- _Passage_
▼▼▼
According to USNews.com, Teresa Buchanan was fired in 2015 after she discussed her and her students’ sex lives in elementary education classes she was teaching. Buchanan filed an appeal in the 5th U.S. Circuit Court of Appeals in New Orleans, asking that the lawsuit be allowed to proceed, as she alleges that the language she chose to use was part of her teaching approach.

“Speech on public and private campuses and the extent of First Amendment protection for controversial speech on campus has been the subject of heated national conversation," Isabel Medina, a constitutional law and employment law expert at Loyola University in New Orleans, told the Louisiana Record. “The Fifth Circuit’s opinion in Buchanan versus Alexander places the federal circuit court of appeal in a curious posture: inconsistent with robust First Amendment protection against content based restrictions in the University setting and with the court’s previous approach to what constitutes actionable sexual harassment.”
▲▲▲
Quote word for word the portion of the passage on Teresa Buchanan's firing starting at "According to USNews.com, Teresa" and ending at "her teaching approach.".

- _Rows_
▼▼▼
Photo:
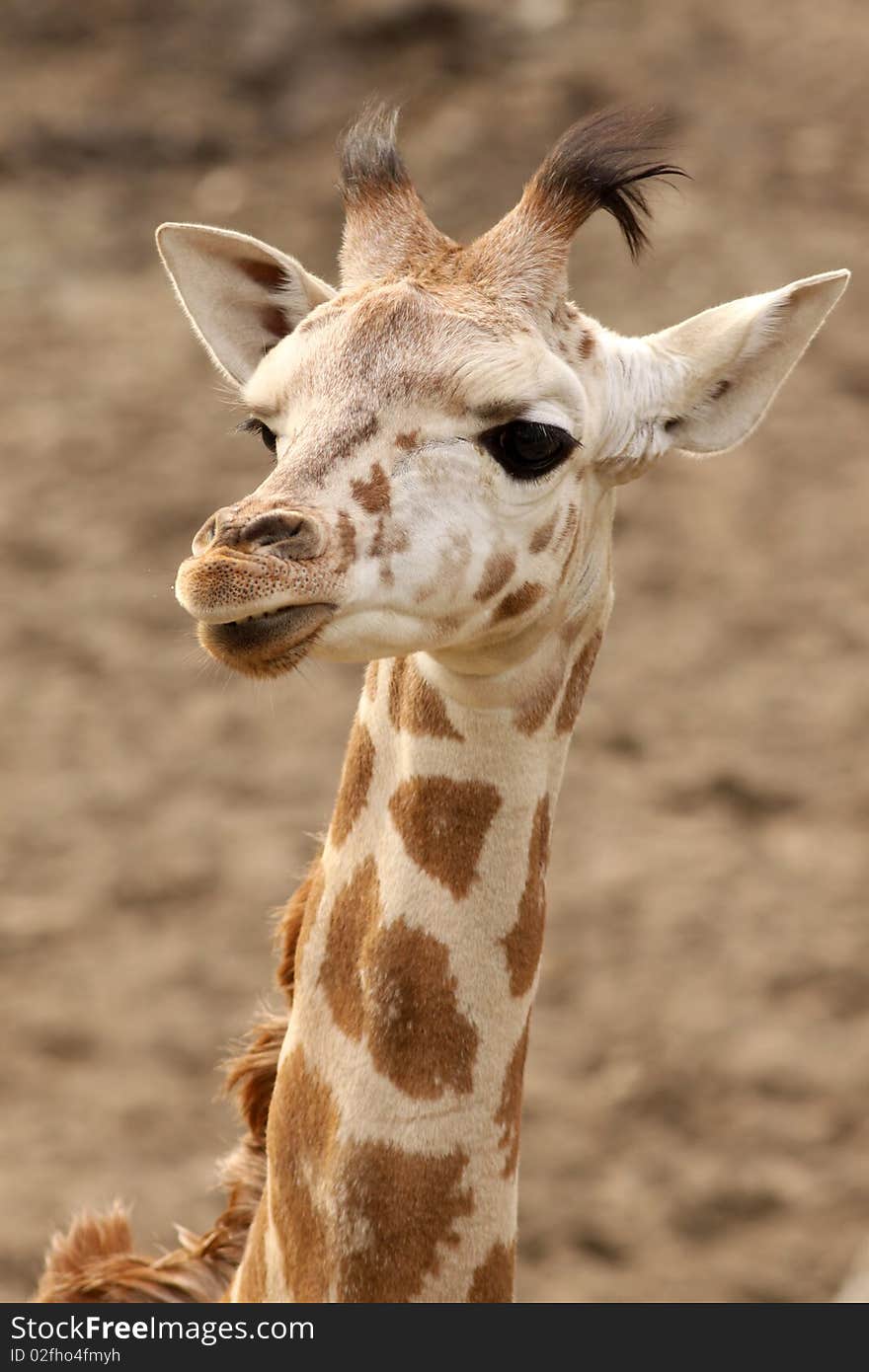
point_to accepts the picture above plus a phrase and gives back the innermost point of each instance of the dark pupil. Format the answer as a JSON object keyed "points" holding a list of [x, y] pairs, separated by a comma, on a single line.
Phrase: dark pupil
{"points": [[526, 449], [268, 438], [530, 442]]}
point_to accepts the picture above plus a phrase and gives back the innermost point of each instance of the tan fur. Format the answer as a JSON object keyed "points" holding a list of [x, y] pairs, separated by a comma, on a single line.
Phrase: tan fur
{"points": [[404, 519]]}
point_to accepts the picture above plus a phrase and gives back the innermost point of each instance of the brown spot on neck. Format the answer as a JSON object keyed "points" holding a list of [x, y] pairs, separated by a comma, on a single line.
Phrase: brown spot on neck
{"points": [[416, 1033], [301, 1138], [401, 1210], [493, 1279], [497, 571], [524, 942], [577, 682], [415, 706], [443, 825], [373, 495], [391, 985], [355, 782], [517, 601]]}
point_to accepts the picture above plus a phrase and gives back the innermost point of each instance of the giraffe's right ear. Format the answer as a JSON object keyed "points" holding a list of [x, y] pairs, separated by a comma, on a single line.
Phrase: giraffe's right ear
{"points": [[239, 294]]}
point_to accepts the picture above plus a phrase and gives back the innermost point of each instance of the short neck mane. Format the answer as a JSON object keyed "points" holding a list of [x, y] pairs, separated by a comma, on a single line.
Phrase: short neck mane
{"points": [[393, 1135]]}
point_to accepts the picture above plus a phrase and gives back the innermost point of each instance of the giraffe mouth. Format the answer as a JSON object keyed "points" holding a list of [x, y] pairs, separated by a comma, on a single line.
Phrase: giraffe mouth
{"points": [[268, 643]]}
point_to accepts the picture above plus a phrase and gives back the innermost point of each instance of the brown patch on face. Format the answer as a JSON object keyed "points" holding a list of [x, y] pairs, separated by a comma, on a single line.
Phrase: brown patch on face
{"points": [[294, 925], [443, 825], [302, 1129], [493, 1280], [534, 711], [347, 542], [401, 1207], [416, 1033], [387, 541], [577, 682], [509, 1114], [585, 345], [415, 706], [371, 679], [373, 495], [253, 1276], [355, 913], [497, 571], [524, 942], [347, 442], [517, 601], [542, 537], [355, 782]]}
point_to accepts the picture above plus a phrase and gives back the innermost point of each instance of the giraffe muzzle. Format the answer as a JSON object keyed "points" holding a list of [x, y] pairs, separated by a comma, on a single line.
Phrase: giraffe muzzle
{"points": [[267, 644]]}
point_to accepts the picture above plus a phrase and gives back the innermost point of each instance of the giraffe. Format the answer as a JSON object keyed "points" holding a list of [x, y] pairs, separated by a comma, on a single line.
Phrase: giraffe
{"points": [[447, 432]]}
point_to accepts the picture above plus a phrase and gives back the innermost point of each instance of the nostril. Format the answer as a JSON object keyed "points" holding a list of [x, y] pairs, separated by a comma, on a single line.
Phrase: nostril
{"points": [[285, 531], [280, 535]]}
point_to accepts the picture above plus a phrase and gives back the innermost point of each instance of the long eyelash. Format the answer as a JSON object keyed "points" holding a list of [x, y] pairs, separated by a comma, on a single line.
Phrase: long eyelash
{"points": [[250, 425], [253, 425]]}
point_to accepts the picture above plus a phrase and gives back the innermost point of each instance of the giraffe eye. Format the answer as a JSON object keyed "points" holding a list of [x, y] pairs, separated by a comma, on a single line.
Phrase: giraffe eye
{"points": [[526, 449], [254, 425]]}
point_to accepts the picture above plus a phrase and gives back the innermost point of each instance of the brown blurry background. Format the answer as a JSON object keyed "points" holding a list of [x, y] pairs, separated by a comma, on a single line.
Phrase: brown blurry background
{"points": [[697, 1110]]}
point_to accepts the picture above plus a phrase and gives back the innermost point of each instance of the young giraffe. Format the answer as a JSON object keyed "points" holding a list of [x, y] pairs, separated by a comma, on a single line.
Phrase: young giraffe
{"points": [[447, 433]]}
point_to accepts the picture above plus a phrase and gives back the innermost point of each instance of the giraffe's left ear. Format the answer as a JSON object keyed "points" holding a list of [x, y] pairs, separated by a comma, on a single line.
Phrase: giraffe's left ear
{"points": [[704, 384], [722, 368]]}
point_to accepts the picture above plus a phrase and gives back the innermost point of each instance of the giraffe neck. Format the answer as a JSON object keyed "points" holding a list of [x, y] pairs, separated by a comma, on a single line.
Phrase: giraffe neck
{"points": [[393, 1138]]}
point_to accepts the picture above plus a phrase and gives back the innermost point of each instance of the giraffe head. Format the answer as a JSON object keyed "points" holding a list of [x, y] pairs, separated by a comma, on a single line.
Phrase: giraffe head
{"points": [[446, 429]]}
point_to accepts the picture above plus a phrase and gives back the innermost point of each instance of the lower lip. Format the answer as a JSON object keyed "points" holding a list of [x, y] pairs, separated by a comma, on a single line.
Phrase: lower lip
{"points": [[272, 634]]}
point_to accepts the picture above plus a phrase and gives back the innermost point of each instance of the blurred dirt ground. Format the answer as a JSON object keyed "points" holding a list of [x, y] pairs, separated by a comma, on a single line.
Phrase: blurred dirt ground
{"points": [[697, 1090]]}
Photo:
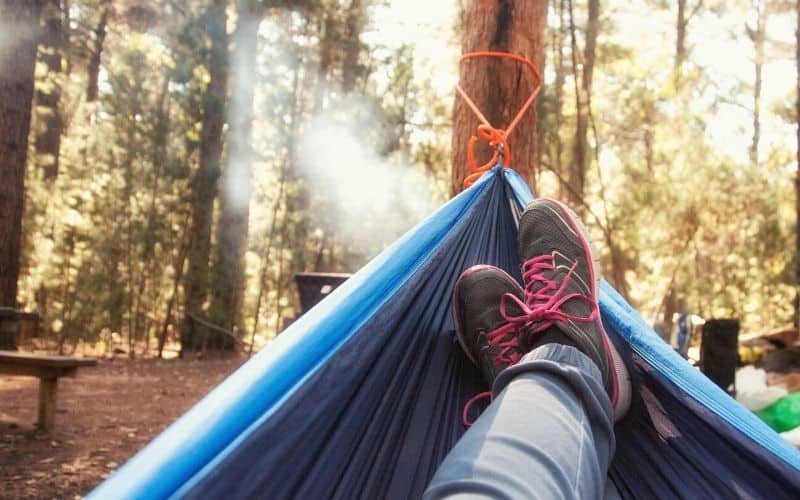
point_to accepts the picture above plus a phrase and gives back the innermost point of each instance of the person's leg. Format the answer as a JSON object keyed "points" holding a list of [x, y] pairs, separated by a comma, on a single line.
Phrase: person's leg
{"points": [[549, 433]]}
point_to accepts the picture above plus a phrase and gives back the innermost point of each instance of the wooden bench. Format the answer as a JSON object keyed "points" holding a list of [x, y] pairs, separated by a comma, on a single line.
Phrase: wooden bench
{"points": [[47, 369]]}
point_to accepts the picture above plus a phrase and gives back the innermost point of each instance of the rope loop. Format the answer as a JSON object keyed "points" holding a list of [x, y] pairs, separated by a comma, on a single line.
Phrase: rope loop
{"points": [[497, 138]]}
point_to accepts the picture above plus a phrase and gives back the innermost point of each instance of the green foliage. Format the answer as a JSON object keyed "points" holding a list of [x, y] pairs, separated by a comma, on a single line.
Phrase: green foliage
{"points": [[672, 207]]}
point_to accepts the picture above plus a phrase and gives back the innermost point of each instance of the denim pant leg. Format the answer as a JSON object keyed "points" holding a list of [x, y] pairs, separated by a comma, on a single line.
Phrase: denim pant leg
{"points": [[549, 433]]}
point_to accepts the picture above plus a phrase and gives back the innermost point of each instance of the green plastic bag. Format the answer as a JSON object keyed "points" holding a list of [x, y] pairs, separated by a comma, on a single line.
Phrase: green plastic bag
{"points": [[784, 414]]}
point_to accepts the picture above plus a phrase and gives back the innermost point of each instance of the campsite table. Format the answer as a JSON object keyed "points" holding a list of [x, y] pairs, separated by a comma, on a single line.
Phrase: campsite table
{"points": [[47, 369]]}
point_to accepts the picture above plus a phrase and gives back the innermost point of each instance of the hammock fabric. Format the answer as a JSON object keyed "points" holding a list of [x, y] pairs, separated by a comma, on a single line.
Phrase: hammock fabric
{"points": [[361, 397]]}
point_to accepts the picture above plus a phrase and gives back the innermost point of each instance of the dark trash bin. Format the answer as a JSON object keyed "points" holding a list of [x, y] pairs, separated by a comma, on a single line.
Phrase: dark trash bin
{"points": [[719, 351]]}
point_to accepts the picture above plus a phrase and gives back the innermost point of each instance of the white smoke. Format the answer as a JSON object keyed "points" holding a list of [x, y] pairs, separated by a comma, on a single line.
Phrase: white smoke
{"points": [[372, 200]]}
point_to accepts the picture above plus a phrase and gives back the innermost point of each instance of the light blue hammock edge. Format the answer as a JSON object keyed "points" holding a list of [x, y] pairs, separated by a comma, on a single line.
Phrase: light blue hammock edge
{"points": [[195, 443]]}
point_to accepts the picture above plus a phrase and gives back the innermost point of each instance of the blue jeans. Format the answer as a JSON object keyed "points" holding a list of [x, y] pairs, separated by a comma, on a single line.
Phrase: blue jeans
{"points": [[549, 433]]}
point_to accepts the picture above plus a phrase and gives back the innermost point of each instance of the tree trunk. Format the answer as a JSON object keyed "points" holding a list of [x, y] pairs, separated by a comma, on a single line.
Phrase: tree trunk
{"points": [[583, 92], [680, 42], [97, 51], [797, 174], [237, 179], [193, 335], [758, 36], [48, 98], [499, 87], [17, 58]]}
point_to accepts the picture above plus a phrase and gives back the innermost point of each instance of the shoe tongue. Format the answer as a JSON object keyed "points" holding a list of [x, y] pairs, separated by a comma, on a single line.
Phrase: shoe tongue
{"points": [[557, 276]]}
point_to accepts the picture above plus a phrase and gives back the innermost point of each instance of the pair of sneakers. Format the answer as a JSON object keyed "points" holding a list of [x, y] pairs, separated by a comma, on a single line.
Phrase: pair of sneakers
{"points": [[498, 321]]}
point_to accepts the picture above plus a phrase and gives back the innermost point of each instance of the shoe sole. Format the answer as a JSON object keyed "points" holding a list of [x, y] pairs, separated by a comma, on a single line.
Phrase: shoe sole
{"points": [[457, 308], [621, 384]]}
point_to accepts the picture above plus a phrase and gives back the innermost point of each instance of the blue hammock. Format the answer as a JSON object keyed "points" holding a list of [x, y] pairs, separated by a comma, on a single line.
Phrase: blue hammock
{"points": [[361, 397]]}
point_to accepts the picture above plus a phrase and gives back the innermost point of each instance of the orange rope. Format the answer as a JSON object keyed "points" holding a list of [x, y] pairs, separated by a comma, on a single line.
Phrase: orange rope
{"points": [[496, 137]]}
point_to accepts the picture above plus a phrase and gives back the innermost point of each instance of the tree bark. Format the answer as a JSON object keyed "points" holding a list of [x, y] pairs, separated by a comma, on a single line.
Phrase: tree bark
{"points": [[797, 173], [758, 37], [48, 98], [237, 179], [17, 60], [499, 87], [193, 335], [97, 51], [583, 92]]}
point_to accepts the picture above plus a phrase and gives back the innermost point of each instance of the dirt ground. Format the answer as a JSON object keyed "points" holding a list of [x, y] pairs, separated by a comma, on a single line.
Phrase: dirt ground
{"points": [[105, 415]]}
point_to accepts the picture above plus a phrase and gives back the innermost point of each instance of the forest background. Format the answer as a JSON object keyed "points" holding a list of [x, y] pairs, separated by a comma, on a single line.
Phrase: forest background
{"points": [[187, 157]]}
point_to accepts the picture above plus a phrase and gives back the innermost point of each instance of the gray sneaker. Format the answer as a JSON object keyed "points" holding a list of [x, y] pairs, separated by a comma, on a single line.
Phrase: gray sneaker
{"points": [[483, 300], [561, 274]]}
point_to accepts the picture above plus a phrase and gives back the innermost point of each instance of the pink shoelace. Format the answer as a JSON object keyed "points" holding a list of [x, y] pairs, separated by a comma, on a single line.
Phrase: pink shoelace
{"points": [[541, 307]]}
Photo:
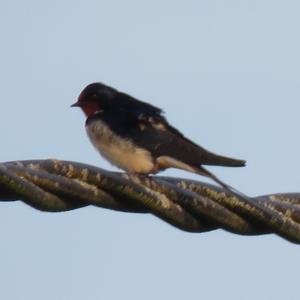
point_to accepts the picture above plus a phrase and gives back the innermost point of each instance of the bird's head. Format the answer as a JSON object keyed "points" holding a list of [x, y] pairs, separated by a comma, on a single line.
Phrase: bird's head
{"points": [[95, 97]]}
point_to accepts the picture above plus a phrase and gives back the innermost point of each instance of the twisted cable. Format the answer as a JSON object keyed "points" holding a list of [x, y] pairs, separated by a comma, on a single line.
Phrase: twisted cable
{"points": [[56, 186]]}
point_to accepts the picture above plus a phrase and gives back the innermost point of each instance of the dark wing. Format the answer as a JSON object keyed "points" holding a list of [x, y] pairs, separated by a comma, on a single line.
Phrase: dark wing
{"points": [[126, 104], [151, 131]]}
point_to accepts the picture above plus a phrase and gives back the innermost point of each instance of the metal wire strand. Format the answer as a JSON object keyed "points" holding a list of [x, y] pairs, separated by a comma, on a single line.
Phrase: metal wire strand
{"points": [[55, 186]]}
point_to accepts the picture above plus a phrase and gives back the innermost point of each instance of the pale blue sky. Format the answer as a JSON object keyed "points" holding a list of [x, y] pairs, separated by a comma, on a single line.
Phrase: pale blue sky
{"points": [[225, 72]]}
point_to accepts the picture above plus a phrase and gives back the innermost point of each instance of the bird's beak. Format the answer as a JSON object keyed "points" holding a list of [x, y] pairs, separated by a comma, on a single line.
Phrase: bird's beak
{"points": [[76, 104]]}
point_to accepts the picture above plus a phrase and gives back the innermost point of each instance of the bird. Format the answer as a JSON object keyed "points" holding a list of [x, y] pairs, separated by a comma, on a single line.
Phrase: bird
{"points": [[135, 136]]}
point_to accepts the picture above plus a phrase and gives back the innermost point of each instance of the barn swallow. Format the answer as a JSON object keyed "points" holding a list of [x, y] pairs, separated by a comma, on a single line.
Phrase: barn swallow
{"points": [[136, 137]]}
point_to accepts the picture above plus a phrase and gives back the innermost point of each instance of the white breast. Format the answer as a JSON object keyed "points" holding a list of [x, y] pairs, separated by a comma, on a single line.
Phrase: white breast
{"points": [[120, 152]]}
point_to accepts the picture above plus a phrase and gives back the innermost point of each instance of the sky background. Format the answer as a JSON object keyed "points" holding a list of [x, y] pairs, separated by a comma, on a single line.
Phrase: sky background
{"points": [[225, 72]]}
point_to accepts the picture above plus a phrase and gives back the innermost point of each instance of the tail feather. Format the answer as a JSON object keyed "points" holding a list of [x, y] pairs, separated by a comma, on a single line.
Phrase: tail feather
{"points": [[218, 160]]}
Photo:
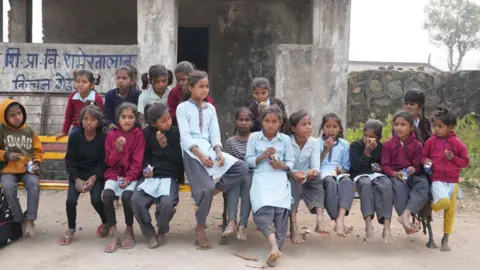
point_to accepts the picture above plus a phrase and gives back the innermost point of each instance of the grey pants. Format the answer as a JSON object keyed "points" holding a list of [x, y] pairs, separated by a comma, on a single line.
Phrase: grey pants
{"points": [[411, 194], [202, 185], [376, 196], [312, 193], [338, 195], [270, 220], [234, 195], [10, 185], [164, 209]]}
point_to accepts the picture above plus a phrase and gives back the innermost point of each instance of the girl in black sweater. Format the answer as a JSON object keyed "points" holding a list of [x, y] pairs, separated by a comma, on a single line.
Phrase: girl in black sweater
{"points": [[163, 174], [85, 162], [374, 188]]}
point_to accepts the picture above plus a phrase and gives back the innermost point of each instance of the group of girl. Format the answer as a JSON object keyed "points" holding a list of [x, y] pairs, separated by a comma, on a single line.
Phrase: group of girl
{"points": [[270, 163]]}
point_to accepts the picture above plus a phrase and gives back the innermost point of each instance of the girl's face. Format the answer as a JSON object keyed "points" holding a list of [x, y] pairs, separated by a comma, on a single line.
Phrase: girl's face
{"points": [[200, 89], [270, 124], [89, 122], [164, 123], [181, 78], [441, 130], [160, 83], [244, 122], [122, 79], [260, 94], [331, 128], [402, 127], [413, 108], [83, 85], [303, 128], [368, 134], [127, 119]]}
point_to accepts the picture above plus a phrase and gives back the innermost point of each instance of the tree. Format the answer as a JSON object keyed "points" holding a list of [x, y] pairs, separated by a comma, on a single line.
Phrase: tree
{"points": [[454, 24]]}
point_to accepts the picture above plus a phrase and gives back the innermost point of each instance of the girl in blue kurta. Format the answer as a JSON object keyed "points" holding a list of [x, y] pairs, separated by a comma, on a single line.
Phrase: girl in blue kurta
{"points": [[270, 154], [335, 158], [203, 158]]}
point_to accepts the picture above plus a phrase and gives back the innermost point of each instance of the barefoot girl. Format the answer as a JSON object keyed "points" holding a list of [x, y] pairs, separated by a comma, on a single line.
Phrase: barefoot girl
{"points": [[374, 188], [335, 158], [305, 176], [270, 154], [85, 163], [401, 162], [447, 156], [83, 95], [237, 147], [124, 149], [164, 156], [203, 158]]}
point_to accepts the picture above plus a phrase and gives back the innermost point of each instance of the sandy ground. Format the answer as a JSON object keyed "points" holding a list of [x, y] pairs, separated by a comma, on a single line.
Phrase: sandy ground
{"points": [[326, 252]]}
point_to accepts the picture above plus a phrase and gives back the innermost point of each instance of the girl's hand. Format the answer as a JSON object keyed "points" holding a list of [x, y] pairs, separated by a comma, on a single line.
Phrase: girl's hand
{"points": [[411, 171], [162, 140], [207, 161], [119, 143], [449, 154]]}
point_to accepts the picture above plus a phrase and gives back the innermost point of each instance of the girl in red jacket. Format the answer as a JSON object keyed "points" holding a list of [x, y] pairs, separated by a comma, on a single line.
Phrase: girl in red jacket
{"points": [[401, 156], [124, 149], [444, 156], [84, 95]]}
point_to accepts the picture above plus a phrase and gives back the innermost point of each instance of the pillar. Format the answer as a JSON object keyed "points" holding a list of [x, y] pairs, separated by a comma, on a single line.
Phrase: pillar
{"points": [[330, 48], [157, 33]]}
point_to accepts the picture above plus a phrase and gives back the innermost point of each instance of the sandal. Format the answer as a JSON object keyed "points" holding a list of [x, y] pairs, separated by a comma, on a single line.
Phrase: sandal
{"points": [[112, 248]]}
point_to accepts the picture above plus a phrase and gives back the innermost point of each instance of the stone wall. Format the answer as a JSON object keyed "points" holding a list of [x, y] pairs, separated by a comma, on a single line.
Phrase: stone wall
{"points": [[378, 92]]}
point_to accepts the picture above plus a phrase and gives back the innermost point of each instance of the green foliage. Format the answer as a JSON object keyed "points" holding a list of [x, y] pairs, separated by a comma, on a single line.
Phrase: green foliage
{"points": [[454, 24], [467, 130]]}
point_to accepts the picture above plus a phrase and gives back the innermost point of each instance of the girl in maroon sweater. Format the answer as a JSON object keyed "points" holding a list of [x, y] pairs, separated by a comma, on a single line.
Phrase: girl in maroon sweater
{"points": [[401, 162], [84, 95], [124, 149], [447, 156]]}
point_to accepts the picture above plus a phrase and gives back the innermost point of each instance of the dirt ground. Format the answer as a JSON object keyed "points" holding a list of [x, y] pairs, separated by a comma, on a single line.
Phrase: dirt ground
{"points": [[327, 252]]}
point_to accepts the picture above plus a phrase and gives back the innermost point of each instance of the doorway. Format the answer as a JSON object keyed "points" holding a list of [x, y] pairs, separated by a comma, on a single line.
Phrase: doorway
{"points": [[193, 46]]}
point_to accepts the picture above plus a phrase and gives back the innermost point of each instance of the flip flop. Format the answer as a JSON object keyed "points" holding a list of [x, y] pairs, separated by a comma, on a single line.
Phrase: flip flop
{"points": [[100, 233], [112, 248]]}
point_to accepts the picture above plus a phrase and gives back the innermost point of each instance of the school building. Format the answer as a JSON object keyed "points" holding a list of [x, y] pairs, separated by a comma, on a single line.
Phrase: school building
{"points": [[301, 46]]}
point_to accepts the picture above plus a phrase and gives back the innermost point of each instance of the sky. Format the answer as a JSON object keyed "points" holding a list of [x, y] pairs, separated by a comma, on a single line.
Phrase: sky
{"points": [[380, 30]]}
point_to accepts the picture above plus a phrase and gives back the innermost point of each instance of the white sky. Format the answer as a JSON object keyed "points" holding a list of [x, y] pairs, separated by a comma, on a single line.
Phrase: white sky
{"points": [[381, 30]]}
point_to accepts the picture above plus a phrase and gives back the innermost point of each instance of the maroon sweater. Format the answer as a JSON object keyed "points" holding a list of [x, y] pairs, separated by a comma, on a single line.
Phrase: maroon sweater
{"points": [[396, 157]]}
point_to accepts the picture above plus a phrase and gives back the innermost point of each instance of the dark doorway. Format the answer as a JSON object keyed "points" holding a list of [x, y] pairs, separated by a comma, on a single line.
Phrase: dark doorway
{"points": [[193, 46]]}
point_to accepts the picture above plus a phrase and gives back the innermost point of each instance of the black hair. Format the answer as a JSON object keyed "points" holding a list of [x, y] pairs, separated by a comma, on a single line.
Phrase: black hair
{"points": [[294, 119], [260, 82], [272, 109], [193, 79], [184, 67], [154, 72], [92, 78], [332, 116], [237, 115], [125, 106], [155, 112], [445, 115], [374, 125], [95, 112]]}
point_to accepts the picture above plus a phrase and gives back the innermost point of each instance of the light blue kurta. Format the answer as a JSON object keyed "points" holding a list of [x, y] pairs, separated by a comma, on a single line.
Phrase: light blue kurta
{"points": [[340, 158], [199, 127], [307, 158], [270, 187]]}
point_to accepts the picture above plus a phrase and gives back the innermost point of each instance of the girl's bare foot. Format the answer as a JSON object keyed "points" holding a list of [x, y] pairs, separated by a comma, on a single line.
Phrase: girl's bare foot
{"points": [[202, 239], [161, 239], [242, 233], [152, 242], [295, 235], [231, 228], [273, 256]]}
▲▲▲
- _Full output_
According to USNews.com, Teresa Buchanan was fired in 2015 after she discussed her and her students’ sex lives in elementary education classes she was teaching. Buchanan filed an appeal in the 5th U.S. Circuit Court of Appeals in New Orleans, asking that the lawsuit be allowed to proceed, as she alleges that the language she chose to use was part of her teaching approach.